/---

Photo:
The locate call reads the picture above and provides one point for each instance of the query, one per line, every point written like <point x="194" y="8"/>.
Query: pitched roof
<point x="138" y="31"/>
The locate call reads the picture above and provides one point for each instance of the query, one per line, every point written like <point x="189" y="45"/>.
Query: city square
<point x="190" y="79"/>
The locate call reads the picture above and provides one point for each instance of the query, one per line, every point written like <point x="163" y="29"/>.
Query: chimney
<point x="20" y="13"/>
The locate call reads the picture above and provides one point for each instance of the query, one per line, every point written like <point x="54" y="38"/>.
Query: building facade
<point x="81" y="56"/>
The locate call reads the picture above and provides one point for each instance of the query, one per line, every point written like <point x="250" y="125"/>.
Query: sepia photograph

\---
/---

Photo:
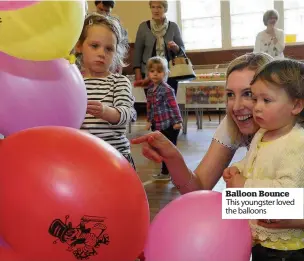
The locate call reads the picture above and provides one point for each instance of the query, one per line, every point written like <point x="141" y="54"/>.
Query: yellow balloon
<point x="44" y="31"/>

\---

→ **Brief**:
How many lines in the listing above contain the string "locate" with matching case? Reply with the number only.

→ **Task output**:
6